Reproduce, word for word, the part of the PyTorch tensor text below between "type(A), type(B)" and "great with tensors.", inclusive.

• **Given text**:
########################################

Thus, `[-1]` selects the last element and `[1:3]` selects the second and the third elements as follows

In [None]:
X,X[-1]

In [None]:
X[1:3]

We can also write elements of a matrix by specifying indices

In [None]:
X[1, 2] = 9
X

If we want to assign multiple elements the same value, we simply index all of them and then assign
them the value. For instance, `[0:2, :]` accesses the first and second rows, where `:` takes all the
elements along axis 1 (column).

In [None]:
X[0:2, :] = 12
X

### Saving Memory
Running operations can cause new memory to be allocated to host results. For example, if we
write `Y = X + Y`, we will dereference the tensor that Y used to point to and instead point Y at
the newly allocated memory.

Pythonʼs `id()` gives us the exact address of the referenced object in memory. After running `Y = Y + X`, we will find that `id(Y)` points to a different location. That is because Python first evaluates `Y+ X`, allocating new memory for the result and then makes Y point to this new location in memory.

In [None]:
before = id(Y)
Y = Y+X
print(id(Y),before)

This might be undesirable for two reasons. 
* We do not want to run around allocating memory
unnecessarily all the time. In machine learning, we might have hundreds of megabytes of
parameters and update all of them multiple times per second. Typically, we will want to perform
these updates in place.

* We might point at the same parameters from multiple variables.
If we do not update in place, other references will still point to the old memory location, making
it possible for parts of our code to inadvertently reference stale parameters.

Performing in-place operations is easy. We can assign the result of an operation to a previously allocated array with slice notation, e.g., `Y[:] = <expression>`. To illustrate this concept, we first create a new matrix Z with the same shape as another Y, using zeros_like to allocate a block of 0 entries.

In [None]:
Z = torch.zeros_like(Y)
print('id(Z):', id(Z))
Z[:] = X+Y
print('id(Z):',id(Z))

### Conversion to Other Python Objects

Converting to a NumPy tensor (ndarray), or vice versa, is easy. The torch Tensor and numpy array
will share their underlying memory locations, and changing one through an in-place operation
will also change the other.

In [None]:
A = X.numpy()
B = torch.from_numpy(A)
type(A), type(B)


To convert a size-1 tensor to a Python scalar, we can invoke the item function or Pythonʼs built-in
functions.

In [None]:
a = torch.tensor([3.5])
a, a.item(), float(a), int(a)

## Data Preprocessing

In deep learning we begin with preprocessing raw data, rather than working with nicely prepared data in the tensor format. The most commonly used data analytics tool is the `pandas`package in Python. The nice thing is that `pandas` works great with tensors. 

### Reading the dataset
We begin by creating an artificial dataset that is stored in a ".csv" (comma separated values) file. Data stored in other formats may be processed in similar ways. 

The code below writes the dataset row by row into a .csv file.

########################################

• **Collected material**:

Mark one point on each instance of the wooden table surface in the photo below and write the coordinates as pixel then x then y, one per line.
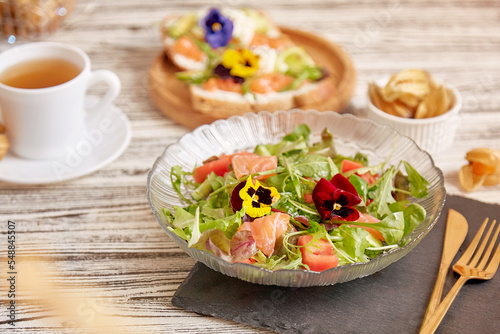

########################################

• **Response to this task**:
type(A), type(B)


To convert a size-1 tensor to a Python scalar, we can invoke the item function or Pythonʼs built-in
functions.

In [None]:
a = torch.tensor([3.5])
a, a.item(), float(a), int(a)

## Data Preprocessing

In deep learning we begin with preprocessing raw data, rather than working with nicely prepared data in the tensor format. The most commonly used data analytics tool is the `pandas`package in Python. The nice thing is that `pandas` works great with tensors.